» Extract:
Chieow Laan Lake is man made. Hydro-electric dams were built in 1982 and an enormous valley was flooded and a spider web of narrow inlets and deep crevasses were formed to create an unnatural wonder in the mountains of south western Thailand. It’s inside Koh Sak National Park, which was created to stop logging and protect the animal populations from poachers. The villages that dotted the valleys were relocated, land was granted and exclusive fishing rights to the lake designated to the original inhabitants.


For the few folks who take the time to find their way to the handful of raft house and tree-top eco-resorts on the lake, the reward is paid out in bird song and gibbon voices, insect drone and the occasional splash of lazy fish, breaking the surface. There are about ten villages with 20-30 bamboo houses each. Some newer ones are being built atop floating drums instead. There’s no fear of the lake being overcome with resorts like so many other places because development is tightly controlled by the government and the building can’t take place on land. It takes about an hour, from the pier on the dam, to the raft village we stayed at, by long tail boat. Long tail boats are classically Thai. They’re wooden boats with what look like car engines retrofitted with a long shaft propellor. Skimming across the surface of a flat calm lake they remind me of the tip of a cattail reed being along at an alarming rate by an angry dragonfly. It’s all fun and games until a dragonfly loses a prop; it dropped straight off the shaft, unrecoverable in the deep blue. Our boat and one other pulled alongside and while the men made the repair I noticed how very like drawings in a Dr. Seuss book the islands of Cheow Lan lake look. I almost expected to see a Lorax swinging with the monkeys between the trees.

» Set of tasks:
[1] Decide whether each statement below agrees with the passage about Chieow Laan Lake. Answer yes or no for each, quoting the deciding words of the passage. (a) The hydro-electric dams were built in 1982. (b) Resorts on the lake may be built on land. (c) The long tail boat trip from the pier on the dam to the raft village takes about two hours.
[2] Quote the passage about Chieow Laan Lake, starting with "Chieow Laan Lake" and going on through "the original inhabitants.".

» Listed records:
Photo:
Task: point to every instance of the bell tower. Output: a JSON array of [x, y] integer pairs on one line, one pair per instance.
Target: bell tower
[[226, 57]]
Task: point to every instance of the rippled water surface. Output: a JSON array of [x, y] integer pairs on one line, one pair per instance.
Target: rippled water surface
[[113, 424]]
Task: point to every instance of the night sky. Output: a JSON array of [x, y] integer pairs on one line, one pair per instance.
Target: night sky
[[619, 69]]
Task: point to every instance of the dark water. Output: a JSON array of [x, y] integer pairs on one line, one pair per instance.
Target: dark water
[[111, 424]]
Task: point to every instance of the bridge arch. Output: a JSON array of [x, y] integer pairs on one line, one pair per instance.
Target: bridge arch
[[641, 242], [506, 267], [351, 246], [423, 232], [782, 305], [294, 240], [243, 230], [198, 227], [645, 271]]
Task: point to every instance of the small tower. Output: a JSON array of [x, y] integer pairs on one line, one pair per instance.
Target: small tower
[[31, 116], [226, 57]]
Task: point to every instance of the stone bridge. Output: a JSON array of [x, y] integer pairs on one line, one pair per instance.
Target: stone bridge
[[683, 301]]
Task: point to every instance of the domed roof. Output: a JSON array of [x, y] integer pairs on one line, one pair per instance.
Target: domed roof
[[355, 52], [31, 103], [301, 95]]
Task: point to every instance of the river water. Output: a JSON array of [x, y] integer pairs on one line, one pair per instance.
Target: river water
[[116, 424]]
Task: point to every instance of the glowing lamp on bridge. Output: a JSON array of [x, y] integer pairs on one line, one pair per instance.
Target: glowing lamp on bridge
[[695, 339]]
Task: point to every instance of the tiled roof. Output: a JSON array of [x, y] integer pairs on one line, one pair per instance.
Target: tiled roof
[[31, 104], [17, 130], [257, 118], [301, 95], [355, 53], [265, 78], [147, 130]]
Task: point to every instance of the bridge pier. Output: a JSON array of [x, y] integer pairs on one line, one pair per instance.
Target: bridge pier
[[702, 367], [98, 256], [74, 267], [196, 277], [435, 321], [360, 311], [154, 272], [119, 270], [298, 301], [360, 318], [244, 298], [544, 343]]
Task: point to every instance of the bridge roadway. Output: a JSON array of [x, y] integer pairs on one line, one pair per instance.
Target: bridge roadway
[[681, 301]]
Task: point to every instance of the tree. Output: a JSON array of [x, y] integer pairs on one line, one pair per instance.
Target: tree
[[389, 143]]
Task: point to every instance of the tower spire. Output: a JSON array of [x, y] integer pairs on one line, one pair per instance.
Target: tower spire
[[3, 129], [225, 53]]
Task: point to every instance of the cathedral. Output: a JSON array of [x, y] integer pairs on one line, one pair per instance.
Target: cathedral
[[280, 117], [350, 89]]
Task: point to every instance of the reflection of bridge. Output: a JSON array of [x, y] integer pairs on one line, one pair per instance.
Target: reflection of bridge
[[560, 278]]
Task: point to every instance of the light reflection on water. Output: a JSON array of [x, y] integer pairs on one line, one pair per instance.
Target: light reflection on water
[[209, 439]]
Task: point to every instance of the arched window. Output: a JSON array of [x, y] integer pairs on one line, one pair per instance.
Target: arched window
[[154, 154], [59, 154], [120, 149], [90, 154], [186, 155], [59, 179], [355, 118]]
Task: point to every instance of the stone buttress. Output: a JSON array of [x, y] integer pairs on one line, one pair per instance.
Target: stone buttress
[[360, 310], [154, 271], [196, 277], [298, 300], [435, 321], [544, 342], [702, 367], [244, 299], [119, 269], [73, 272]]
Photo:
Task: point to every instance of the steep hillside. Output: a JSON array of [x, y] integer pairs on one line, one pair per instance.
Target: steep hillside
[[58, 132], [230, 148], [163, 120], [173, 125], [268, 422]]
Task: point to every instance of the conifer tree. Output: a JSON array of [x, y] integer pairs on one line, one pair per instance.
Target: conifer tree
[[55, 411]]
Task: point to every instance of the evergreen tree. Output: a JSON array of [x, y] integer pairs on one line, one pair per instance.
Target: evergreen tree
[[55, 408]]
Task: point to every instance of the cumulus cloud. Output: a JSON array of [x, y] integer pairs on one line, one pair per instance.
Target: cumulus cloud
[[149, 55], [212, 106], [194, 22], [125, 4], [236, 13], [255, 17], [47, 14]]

» Answers to the exercises:
[1]
(a) Yes: "Hydro-electric dams were built in 1982"
(b) No: "the building can’t take place on land"
(c) No: "It takes about an hour, from the pier on the dam, to the raft village we stayed at, by long tail boat."

[2]
Chieow Laan Lake is man made. Hydro-electric dams were built in 1982 and an enormous valley was flooded and a spider web of narrow inlets and deep crevasses were formed to create an unnatural wonder in the mountains of south western Thailand. It’s inside Koh Sak National Park, which was created to stop logging and protect the animal populations from poachers. The villages that dotted the valleys were relocated, land was granted and exclusive fishing rights to the lake designated to the original inhabitants.